=== TRECHO DO TEXTO ===

Juizado em Bento recebe cerca de cinco casos por semana de maus tratos e abandono, mas advogados avaliam que lei é ineficiente

Um cão foi encontrado no bairro Aparecida com oito costelas fraturadas, precisou passar por transfusão de sangue e continua internado. Outro, no bairro Imigrante, com a garganta furada e o olho necrosado. Ele precisou passar por cirurgia para remover a necrose. Esses são apenas dois dos casos de maus tratos que ocorrem diariamente em Bento Gonçalves. A maioria fica sem punição, contudo, cada vez mais os ativistas buscam auxílio jurídico para levar os abusos até as últimas consequências.
Se os defensores dos animais estão fazendo sua parte, a crítica à legislação ainda encontra lugar entre advogados envolvidos com denúncias. Outra dificuldade é identificar os autores dos crimes, que muitas vezes ficam impunes por conta da falta de provas, ou a ausência de denúncias formais contra os agressores.
O Juizado Especial Criminal de Bento Gonçalves recebe cerca de cinco casos por semana envolvendo abandono, maus tratos e descuido. Algumas vezes também vêm à tona situações de envenenamento e tiros. Quando a autoria é identificada e as provas são contundentes, as ações geralmente resultam em penas que variam de multa de até R$ 500,00 e serviço comunitário.

A batalha das ONGs

Márcia Manuel, da ONG Sou um Grãozinho de Areia, conta que o grupo já registrou cerca de 10 Boletins de Ocorrência (BOs). Desses, quatro foram parar no Ministério Público (MP) e um resultou em penalidades. “A gente teve um caso em que a pessoa teve 80 horas pagas de serviço comunitário e a proibição total de ter novos animais na casa. Ele continua com novos processos, quem sabe consiga fazer com que o cara seja preso, porque foram muitos casos”, avalia.
Outras denúncias da Sou um Grãozinho de Areia envolvem zoofilia e crueldade contra animais, mas os casos ainda não tiveram desfecho. “A gente precisa melhorar muito ainda, a justiça é bem lenta nessas situações”, considera. Contudo, ela percebe que as pessoas pensam que maltratar animais não configura crime. Elas acham que não vai dar nada. Mas dá cesta básica, serviços comunitário e multa. E , se o cão for a óbito, inclusive, cadeia”, ressalta.

===

INSTRUÇÕES DE TRABALHO
**a)** Liste os tipos de caso que, segundo a reportagem sobre maus tratos a animais em Bento Gonçalves, chegam ao Juizado Especial Criminal da cidade.
**b)** Reproduza o trecho da reportagem sobre maus tratos a animais em Bento Gonçalves que vai de "Um cão foi encontrado" até "as últimas consequências.", inclusive.
**c)** Retome a reportagem sobre maus tratos a animais em Bento Gonçalves a partir do ponto em que ela para.
A listagem a seguir não é necessária.

=== ENTRADAS EXTRAÍDAS ===

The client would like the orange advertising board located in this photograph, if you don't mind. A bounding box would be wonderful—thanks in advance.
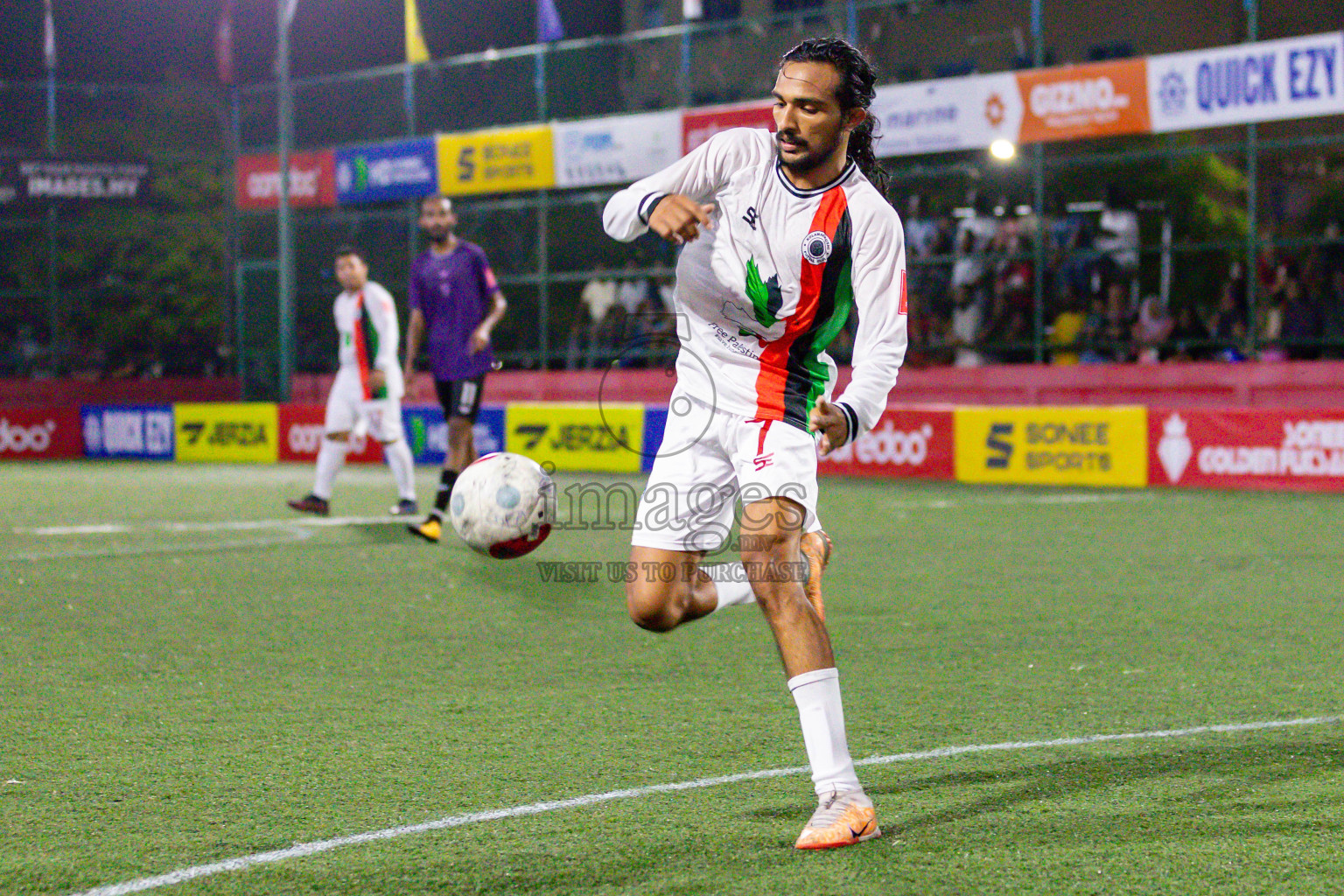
[1018,60,1151,144]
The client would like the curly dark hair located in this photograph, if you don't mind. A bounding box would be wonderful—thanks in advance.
[780,38,887,196]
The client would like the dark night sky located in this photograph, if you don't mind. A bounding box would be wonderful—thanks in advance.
[0,0,621,82]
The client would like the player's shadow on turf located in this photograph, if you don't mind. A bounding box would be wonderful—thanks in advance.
[348,522,408,545]
[867,741,1344,846]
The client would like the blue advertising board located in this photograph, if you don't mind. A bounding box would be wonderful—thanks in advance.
[336,137,438,206]
[402,404,504,466]
[80,404,176,461]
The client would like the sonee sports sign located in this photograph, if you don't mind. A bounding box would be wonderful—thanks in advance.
[956,407,1148,487]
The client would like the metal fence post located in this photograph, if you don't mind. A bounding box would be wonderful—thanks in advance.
[276,0,294,402]
[1031,0,1046,364]
[1243,0,1259,352]
[534,43,551,371]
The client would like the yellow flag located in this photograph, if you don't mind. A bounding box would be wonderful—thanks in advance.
[406,0,429,65]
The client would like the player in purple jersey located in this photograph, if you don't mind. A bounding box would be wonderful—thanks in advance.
[404,196,508,542]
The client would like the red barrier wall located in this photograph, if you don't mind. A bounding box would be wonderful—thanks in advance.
[0,377,242,407]
[12,361,1344,407]
[327,361,1344,407]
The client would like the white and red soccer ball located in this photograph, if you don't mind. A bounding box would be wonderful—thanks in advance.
[447,452,555,560]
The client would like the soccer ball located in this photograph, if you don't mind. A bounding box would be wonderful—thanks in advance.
[449,452,555,560]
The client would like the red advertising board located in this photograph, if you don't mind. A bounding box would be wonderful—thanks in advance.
[0,407,83,461]
[682,103,774,155]
[1148,407,1344,492]
[278,404,383,464]
[817,407,955,480]
[235,149,336,208]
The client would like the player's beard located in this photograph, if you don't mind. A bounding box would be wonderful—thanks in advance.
[421,224,453,247]
[774,130,840,175]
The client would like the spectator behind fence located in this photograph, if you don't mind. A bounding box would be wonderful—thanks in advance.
[1208,279,1246,361]
[1166,304,1208,361]
[1271,263,1324,361]
[1050,289,1088,366]
[1078,294,1111,364]
[1093,184,1138,299]
[948,274,985,367]
[564,264,615,371]
[1130,296,1176,364]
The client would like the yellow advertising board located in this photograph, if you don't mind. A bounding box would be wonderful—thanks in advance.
[955,407,1148,487]
[173,402,279,464]
[504,402,644,472]
[437,125,555,196]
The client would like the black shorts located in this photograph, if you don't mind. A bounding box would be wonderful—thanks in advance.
[434,374,485,424]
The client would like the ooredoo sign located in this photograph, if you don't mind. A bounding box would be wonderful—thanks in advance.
[235,149,336,208]
[1018,60,1149,144]
[0,407,83,461]
[817,409,953,480]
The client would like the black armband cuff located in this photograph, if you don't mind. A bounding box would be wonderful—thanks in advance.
[836,402,859,444]
[637,193,668,227]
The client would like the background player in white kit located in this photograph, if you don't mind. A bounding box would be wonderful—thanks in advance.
[602,39,906,849]
[286,246,418,516]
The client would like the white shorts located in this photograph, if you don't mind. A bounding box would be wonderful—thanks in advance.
[630,391,821,554]
[323,367,403,442]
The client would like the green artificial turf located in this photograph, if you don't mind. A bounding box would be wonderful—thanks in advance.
[0,464,1344,896]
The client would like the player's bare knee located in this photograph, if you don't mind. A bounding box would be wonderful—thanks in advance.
[625,582,679,632]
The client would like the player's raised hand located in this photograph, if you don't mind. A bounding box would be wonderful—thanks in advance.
[472,326,491,354]
[649,193,714,246]
[808,397,850,457]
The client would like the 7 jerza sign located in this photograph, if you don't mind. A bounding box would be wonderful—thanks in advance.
[0,158,149,206]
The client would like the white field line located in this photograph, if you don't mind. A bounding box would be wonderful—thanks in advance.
[13,528,313,560]
[13,516,406,535]
[887,492,1154,510]
[71,716,1344,896]
[21,492,1153,536]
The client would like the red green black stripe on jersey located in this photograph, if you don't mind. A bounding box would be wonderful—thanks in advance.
[352,293,387,402]
[757,186,853,429]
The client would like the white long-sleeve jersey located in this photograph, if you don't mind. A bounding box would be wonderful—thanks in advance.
[332,281,406,399]
[602,128,906,439]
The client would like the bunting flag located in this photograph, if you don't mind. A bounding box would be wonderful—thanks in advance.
[42,0,57,71]
[215,0,234,85]
[536,0,564,43]
[406,0,429,66]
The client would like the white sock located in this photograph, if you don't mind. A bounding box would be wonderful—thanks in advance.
[700,560,755,612]
[313,439,349,501]
[789,668,862,796]
[383,435,416,501]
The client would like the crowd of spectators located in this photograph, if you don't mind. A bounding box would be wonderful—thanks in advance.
[564,258,676,371]
[903,184,1344,367]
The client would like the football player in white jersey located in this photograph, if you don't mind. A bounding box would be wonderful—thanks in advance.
[286,246,418,516]
[602,38,906,849]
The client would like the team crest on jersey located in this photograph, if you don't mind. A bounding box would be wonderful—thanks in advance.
[802,230,830,264]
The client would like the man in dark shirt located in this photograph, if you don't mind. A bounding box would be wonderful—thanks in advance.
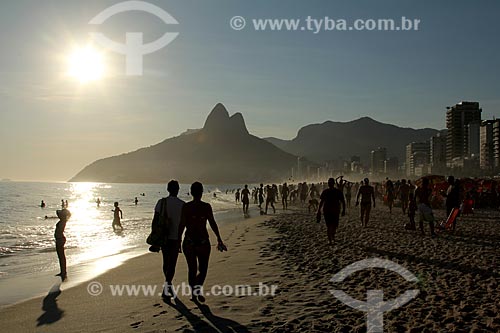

===

RESULTADOS POR TAREFA
**a)** Abandono, maus tratos, descuido, envenenamento e tiros.

**b)**
Um cão foi encontrado no bairro Aparecida com oito costelas fraturadas, precisou passar por transfusão de sangue e continua internado. Outro, no bairro Imigrante, com a garganta furada e o olho necrosado. Ele precisou passar por cirurgia para remover a necrose. Esses são apenas dois dos casos de maus tratos que ocorrem diariamente em Bento Gonçalves. A maioria fica sem punição, contudo, cada vez mais os ativistas buscam auxílio jurídico para levar os abusos até as últimas consequências.

**c)**
Márcia faz um apelo para que as pessoas que souberem de casos de crueldade contra animais, realizem denúncias formais nos órgãos competentes. “Não adianta só fotografar e colocar no Facebook, é preciso denunciar”, aponta.

Poucas denúncias e penas leves

Na avaliação de advogados, a legislação ainda é muito ineficiente com relação aos direitos dos animais domésticos. Entre os motivos, eles citam a dificuldade em produzir provas, falta de atuação do Poder Público, condenações pouco gravosas por parte do Ministério Público (MP) e o baixo número de denúncias.
De acordo com o advogado Cassiano Rodrigues, que atua em alguns casos pela Sou um Grãozinho de Areia, a legislação é precária, ultrapassada e ineficiente. “Nesse quesito, estamos na era da escravidão, antes da assinatura da Lei Áurea. As ONGs são as unicas que conseguem combater os maus tratos, são os únicas que têm alguma efetividade”, aponta. Ele também considera que o Poder Público tem outros problemas urgentes , o que deixa os animais fora da prioridade.
Para a advogada Hellen Waskivicz, conciliadora criminal no Juizado Especial Criminal de Bento, as propostas de transação do MP poderiam ser mais rígidas. “Quem decide é o promotor de justiça, de acordo com a gravidade do caso, que pode variar de 50h a 300h e multa de até R$ 600 reais”, explica.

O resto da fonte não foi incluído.